### Exercise instructions
Reproduce the material below only from the line with "Target: dog's cream fur" to the line with "point(425, 199)", both included, keeping each line exact and dropping the pictures.
::: Information given
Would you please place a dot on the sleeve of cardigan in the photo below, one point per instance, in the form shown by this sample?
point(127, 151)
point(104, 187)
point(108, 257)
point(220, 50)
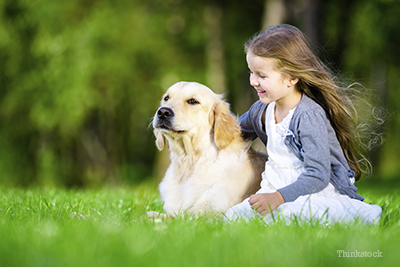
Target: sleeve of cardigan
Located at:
point(313, 135)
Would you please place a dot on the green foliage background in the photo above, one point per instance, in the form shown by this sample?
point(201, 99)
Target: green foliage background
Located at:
point(80, 80)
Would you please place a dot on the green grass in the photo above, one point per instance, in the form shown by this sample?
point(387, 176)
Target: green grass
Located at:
point(105, 227)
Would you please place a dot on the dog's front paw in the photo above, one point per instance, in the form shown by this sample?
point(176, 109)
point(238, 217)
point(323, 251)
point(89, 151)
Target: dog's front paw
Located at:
point(156, 215)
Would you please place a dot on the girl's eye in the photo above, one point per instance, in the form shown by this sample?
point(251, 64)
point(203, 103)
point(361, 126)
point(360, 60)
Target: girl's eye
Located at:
point(193, 101)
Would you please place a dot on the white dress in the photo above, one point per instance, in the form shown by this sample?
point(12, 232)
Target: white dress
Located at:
point(282, 169)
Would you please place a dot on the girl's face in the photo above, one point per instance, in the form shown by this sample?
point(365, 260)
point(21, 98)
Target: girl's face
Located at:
point(270, 85)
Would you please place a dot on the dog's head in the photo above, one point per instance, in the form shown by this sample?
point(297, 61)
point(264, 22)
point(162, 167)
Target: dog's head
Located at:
point(192, 109)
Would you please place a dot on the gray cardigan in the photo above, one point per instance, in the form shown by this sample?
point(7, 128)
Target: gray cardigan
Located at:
point(313, 140)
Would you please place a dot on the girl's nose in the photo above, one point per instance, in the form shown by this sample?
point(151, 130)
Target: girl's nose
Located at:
point(253, 81)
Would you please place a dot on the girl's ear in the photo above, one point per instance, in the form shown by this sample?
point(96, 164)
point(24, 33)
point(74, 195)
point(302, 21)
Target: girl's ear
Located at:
point(226, 126)
point(160, 139)
point(293, 81)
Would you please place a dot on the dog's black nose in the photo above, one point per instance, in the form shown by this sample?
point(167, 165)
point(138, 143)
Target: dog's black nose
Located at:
point(165, 113)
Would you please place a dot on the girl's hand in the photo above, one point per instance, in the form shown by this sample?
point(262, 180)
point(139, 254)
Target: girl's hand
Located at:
point(265, 203)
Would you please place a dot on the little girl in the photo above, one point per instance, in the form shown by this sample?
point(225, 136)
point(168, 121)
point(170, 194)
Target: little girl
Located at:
point(304, 118)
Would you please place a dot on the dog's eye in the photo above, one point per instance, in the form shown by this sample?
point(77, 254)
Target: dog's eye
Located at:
point(193, 101)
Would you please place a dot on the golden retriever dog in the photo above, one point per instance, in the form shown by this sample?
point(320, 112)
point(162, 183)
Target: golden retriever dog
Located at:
point(212, 167)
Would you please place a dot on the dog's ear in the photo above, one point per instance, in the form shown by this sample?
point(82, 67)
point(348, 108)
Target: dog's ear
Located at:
point(226, 126)
point(160, 139)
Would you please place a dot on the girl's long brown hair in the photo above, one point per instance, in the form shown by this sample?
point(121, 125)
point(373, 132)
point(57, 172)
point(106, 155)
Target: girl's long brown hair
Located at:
point(288, 47)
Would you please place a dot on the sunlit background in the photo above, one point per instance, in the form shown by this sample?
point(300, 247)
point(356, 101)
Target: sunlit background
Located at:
point(81, 79)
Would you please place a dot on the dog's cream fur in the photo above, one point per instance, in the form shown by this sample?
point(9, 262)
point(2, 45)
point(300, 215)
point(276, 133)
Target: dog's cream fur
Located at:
point(212, 168)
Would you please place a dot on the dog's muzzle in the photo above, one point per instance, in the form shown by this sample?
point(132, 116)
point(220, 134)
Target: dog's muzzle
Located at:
point(164, 116)
point(165, 113)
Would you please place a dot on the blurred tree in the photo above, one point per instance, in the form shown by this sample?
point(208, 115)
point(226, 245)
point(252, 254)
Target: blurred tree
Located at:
point(81, 79)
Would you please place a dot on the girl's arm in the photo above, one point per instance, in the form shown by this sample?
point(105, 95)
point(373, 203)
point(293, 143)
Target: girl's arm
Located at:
point(313, 131)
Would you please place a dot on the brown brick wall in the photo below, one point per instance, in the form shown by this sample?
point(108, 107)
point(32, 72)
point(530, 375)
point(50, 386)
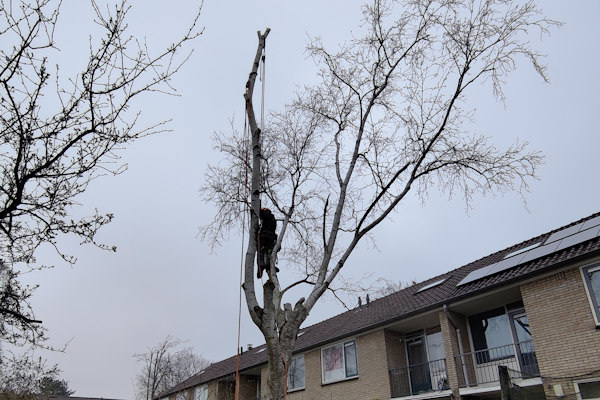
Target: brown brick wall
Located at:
point(566, 340)
point(372, 382)
point(395, 349)
point(456, 375)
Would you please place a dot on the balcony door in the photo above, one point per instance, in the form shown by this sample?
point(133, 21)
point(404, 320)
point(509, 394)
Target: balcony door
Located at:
point(524, 346)
point(420, 380)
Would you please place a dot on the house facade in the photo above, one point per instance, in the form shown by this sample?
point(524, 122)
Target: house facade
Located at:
point(532, 309)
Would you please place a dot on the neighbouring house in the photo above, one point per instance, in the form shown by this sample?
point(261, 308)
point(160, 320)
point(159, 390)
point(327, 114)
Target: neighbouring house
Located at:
point(533, 307)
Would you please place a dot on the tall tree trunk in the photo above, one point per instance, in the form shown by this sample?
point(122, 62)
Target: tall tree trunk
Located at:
point(278, 325)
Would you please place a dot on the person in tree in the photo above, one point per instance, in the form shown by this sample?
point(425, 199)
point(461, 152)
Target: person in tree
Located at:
point(266, 241)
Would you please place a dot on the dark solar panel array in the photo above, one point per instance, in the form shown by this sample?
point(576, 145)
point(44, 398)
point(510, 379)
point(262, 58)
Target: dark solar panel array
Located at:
point(562, 239)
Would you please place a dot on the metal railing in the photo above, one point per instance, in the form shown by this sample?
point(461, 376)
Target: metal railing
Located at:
point(419, 378)
point(481, 367)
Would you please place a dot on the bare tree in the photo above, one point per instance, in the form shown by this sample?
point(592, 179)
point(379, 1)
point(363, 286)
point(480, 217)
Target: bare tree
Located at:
point(390, 116)
point(24, 376)
point(57, 135)
point(163, 367)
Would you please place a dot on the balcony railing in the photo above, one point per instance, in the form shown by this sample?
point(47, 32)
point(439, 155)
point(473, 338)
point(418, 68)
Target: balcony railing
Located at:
point(481, 367)
point(419, 378)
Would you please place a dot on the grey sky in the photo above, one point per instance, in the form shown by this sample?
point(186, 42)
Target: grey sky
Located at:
point(163, 281)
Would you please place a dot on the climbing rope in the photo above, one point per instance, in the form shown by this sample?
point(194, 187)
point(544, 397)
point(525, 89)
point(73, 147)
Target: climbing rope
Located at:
point(246, 140)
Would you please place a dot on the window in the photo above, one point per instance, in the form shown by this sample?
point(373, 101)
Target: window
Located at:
point(591, 275)
point(492, 338)
point(339, 362)
point(588, 389)
point(296, 373)
point(201, 393)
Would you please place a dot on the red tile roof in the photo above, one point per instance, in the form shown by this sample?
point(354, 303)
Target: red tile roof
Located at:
point(410, 301)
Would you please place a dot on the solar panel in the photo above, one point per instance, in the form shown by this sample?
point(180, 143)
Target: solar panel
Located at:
point(523, 250)
point(540, 251)
point(475, 275)
point(579, 237)
point(562, 239)
point(564, 233)
point(506, 264)
point(591, 222)
point(431, 285)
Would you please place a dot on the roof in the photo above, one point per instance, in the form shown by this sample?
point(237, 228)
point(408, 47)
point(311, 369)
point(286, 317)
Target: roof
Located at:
point(432, 293)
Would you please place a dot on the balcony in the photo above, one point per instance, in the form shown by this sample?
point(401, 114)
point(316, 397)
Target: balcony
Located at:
point(481, 367)
point(419, 378)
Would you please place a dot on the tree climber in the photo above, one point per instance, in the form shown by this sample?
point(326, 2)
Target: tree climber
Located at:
point(266, 241)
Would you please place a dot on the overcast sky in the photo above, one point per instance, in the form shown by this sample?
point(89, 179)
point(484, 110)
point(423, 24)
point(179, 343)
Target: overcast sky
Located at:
point(164, 281)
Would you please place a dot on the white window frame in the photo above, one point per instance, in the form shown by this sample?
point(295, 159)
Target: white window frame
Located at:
point(343, 345)
point(577, 392)
point(292, 362)
point(585, 271)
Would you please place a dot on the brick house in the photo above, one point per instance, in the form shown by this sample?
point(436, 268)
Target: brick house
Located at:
point(533, 307)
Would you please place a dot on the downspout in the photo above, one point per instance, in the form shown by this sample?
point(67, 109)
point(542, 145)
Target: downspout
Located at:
point(460, 346)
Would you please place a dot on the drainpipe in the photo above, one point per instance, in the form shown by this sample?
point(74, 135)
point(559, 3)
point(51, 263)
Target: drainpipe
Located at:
point(460, 346)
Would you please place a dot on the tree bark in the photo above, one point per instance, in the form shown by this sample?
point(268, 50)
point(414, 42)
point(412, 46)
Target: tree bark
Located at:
point(278, 325)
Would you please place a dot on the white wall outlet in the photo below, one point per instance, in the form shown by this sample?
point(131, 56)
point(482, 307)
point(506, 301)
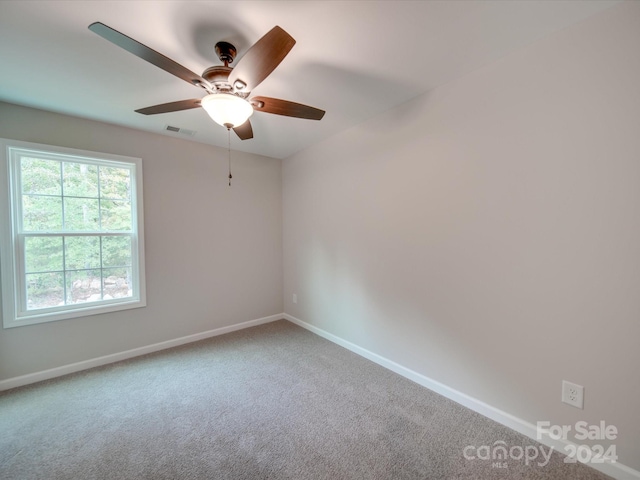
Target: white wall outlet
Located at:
point(573, 394)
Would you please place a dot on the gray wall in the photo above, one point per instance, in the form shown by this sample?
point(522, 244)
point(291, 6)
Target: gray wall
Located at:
point(487, 234)
point(213, 252)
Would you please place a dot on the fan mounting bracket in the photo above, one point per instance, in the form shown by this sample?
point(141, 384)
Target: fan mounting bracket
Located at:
point(226, 52)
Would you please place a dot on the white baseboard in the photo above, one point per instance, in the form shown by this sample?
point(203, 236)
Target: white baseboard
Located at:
point(116, 357)
point(616, 470)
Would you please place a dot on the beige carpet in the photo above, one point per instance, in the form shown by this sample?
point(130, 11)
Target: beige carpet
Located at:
::::::
### Task response
Target: dog's cream fur
Located at:
point(212, 168)
Would you please place a dot on the dog's muzzle in the photo above, one point per instance, in the form shown by this sample?
point(132, 116)
point(220, 134)
Target: dog's muzzle
Located at:
point(164, 116)
point(165, 113)
Would you please place a dot on the blurred tree in the photo above, one point per instance, in the form shown by this sample?
point(208, 115)
point(226, 245)
point(252, 254)
Target: blurred tree
Located at:
point(81, 79)
Would you please place a dot on the girl's arm in the photo above, one point per instance, in the form shown by this sample?
point(105, 95)
point(373, 203)
point(293, 143)
Target: girl's arm
Located at:
point(313, 131)
Would you please place a dot on the brown brick wall in the photo below, one point per instance, in the form shown by this sample?
point(108, 107)
point(32, 72)
point(530, 375)
point(50, 386)
Target: brown brick wall
Located at:
point(566, 340)
point(372, 382)
point(395, 349)
point(456, 375)
Would you please place a dot on the balcony door in the photo above, one point per instance, in the form shown by this sample?
point(133, 21)
point(404, 320)
point(509, 394)
Target: balcony door
Located at:
point(524, 346)
point(420, 380)
Would you please place a dot on the house facade in the photo above, one point per instance, in the form shown by this sample?
point(524, 122)
Target: house facade
Located at:
point(532, 309)
Would you please place a dot on the neighbouring house in the photo above, one point per instance, in the form shown by this sample?
point(261, 308)
point(160, 320)
point(159, 390)
point(327, 114)
Target: neighbouring house
Located at:
point(533, 307)
Would you please place a dot on the tall tree trunk in the photo above, one point per instance, in the form shown by this sample?
point(122, 62)
Target: tall tree trunk
Located at:
point(278, 325)
Would you please place a dot on the person in tree in the photo above, one point per instance, in the form shown by this sample?
point(425, 199)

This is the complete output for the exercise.